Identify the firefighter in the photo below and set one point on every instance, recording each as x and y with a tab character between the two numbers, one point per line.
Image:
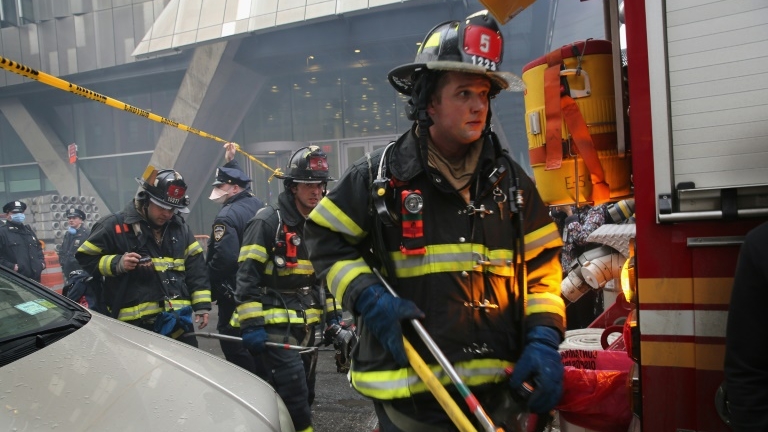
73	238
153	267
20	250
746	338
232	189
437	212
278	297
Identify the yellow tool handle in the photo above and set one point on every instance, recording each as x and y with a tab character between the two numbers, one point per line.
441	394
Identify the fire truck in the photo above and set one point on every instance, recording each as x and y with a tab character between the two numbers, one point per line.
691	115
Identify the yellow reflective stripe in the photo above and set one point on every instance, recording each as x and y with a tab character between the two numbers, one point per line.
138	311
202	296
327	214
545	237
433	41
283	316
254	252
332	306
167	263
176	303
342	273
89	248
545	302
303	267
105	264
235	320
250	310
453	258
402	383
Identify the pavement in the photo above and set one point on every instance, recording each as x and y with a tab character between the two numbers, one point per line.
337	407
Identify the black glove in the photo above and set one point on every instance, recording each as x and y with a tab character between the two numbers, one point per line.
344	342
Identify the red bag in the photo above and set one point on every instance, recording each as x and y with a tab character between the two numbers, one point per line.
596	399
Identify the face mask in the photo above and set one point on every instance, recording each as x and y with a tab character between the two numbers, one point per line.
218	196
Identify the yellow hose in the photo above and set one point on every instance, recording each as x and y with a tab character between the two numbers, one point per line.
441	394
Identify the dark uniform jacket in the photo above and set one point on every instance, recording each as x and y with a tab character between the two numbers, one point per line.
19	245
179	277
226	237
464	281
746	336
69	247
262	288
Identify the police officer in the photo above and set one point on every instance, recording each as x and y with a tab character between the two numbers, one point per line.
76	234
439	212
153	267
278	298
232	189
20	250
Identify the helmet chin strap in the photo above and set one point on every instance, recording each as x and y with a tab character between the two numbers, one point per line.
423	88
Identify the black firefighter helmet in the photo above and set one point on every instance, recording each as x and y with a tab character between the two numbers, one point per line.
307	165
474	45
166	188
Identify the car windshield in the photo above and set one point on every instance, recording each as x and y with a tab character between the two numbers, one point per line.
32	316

────

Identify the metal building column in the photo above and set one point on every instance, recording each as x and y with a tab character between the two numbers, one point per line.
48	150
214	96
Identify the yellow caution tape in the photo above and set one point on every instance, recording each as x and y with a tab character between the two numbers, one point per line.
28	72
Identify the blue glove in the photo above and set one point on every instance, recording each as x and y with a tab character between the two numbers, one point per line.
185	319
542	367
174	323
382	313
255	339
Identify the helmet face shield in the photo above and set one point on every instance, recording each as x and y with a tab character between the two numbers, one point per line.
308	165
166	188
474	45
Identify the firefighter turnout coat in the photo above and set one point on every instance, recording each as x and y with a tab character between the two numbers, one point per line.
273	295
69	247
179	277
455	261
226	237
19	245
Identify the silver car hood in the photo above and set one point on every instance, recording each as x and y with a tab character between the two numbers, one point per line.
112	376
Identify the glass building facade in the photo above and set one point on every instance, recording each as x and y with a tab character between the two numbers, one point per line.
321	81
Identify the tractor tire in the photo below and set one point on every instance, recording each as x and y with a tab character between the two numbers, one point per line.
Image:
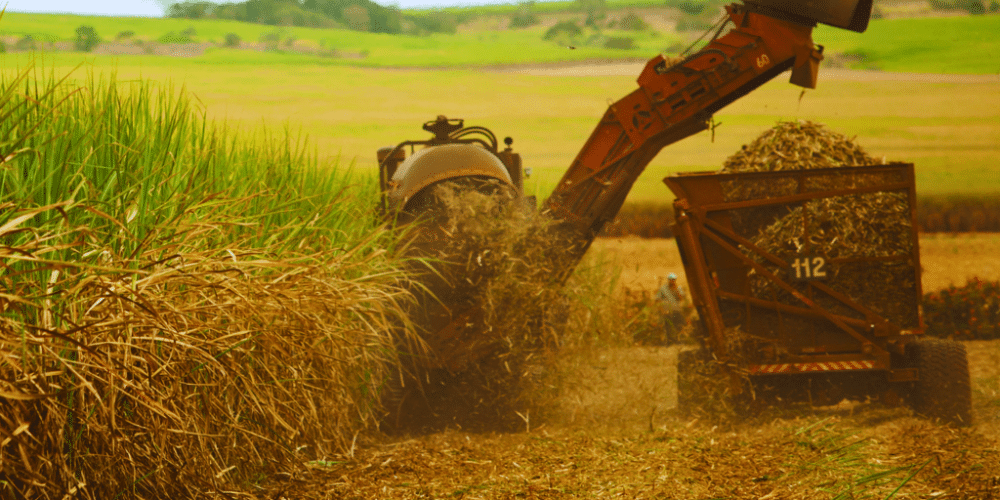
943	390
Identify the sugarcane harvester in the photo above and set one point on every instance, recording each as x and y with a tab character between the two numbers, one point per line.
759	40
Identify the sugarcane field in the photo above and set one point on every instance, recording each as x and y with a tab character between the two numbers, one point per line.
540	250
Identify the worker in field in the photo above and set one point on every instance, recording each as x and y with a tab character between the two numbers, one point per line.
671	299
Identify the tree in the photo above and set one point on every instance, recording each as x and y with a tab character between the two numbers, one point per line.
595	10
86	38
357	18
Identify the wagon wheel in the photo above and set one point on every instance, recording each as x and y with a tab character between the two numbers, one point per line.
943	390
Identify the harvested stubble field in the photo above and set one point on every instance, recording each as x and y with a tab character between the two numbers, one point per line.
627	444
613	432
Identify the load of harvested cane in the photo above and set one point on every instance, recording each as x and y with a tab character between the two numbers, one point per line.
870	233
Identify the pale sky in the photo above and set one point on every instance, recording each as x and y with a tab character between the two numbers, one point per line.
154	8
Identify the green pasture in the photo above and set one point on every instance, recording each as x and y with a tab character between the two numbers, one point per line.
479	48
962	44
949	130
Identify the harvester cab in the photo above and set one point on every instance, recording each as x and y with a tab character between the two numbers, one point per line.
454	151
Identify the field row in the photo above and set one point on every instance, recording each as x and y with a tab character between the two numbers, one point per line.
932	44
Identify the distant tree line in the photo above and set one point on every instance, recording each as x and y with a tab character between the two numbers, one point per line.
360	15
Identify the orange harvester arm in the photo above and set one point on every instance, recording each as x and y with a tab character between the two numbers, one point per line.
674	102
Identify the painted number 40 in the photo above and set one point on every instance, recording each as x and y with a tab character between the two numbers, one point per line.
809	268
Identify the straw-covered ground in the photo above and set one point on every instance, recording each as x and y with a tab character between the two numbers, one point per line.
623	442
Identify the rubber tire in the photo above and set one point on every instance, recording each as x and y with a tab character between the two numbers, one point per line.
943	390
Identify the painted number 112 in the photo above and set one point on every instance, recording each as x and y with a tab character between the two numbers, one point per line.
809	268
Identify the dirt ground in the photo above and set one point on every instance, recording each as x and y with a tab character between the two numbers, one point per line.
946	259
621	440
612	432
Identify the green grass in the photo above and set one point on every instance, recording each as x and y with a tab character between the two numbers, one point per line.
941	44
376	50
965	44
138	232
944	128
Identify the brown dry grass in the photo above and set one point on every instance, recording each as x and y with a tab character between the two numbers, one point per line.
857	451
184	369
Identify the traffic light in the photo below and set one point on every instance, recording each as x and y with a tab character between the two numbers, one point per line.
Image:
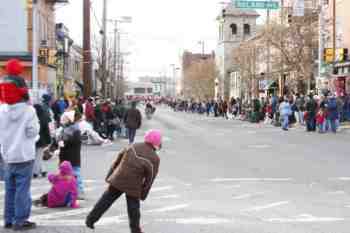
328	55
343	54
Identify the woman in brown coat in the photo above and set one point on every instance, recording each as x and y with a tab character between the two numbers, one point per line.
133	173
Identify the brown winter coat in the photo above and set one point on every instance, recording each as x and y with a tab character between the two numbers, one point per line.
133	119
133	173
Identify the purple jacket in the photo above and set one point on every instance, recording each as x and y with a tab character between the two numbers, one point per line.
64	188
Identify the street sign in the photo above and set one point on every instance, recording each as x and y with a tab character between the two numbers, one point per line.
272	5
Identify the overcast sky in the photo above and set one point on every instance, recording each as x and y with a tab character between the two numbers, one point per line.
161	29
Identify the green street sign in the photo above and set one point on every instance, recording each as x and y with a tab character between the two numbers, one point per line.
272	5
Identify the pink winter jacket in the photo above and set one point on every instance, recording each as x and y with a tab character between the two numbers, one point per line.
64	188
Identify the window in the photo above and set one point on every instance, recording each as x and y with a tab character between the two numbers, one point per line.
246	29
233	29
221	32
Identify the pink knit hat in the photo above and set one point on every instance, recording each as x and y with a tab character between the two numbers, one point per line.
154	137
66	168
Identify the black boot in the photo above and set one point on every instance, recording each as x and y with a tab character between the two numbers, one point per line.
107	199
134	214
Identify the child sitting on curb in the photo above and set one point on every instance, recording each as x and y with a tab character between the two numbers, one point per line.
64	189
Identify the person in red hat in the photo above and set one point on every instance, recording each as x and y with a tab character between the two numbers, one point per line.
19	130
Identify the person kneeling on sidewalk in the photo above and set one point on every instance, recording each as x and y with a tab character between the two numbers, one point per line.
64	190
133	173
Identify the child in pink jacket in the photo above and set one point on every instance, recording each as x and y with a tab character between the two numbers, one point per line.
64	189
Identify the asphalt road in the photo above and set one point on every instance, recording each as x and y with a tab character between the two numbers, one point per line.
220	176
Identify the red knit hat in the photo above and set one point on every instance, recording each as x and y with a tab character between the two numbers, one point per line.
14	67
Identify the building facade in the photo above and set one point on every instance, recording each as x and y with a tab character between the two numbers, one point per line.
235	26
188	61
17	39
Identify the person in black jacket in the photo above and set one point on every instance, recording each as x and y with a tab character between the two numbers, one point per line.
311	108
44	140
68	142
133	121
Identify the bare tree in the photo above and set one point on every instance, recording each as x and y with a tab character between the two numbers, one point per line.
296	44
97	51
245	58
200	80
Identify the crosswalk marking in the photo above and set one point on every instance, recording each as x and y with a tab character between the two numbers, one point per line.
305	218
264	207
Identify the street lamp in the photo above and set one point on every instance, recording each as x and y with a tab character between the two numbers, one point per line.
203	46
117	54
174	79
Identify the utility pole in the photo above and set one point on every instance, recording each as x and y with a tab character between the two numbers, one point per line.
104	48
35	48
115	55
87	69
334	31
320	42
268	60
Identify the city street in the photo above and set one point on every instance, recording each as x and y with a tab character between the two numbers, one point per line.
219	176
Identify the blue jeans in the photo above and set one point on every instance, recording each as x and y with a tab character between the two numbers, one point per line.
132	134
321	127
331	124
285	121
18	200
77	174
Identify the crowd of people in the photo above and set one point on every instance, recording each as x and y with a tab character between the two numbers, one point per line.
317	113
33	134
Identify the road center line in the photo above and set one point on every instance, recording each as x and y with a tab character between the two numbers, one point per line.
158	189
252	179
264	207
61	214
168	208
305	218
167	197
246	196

────

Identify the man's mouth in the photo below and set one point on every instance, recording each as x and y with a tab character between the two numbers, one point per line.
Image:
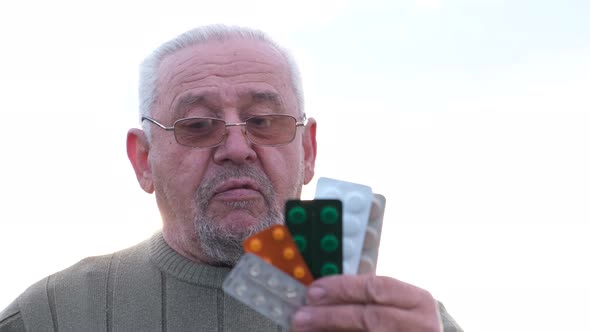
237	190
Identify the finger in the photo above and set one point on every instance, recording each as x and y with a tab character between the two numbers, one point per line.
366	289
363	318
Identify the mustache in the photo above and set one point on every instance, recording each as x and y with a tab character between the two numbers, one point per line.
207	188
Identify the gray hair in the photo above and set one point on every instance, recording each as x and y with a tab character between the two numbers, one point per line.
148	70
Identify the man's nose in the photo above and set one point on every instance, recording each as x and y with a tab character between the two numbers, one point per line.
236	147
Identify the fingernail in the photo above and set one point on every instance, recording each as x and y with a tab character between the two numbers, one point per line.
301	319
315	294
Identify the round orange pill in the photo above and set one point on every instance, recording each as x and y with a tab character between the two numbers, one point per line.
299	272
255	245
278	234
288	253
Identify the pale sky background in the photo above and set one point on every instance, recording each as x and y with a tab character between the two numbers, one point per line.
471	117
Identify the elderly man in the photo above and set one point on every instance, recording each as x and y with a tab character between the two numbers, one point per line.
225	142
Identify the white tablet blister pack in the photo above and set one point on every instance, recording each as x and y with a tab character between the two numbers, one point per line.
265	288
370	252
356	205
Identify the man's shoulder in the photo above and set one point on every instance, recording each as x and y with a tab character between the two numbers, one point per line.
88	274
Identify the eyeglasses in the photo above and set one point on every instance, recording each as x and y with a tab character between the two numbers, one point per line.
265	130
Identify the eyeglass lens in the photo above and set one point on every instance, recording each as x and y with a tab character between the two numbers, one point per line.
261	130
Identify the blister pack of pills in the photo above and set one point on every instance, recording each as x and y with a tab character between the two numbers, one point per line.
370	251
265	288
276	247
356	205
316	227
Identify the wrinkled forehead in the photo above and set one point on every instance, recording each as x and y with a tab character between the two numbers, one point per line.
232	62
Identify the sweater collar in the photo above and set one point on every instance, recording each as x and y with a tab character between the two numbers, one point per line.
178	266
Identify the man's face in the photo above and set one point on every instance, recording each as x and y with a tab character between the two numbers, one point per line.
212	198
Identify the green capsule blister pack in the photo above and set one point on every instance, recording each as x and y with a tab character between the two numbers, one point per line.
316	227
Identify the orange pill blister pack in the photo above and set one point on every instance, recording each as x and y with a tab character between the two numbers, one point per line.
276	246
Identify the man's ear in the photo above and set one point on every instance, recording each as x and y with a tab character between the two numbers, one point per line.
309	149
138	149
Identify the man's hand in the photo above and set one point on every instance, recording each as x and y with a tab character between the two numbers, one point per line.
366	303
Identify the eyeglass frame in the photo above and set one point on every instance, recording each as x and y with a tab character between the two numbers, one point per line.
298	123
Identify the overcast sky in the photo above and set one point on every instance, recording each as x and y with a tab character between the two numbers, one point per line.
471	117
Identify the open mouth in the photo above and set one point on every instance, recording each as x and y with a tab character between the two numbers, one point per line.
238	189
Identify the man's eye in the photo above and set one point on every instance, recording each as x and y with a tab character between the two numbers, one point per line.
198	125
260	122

────

▶ _What is being asked_
Find every line in the entries above that contains the word "orange", matching case exactly, and copy each of those lines in full.

▶ _Output below_
Identify the orange harvester arm in the photo above and set one point on every instance, recording each as x and y with a tab character between the two numbers, one point per line.
Identify the round orange pill in the photo above and set one point on every instance, recording each as x and y with a tab character between the two numbers, one point per line.
Identify the orange pill blister pack in the photo above and set one point on every instance, recording each as x and y with a tab character between the two numbers, one point per line.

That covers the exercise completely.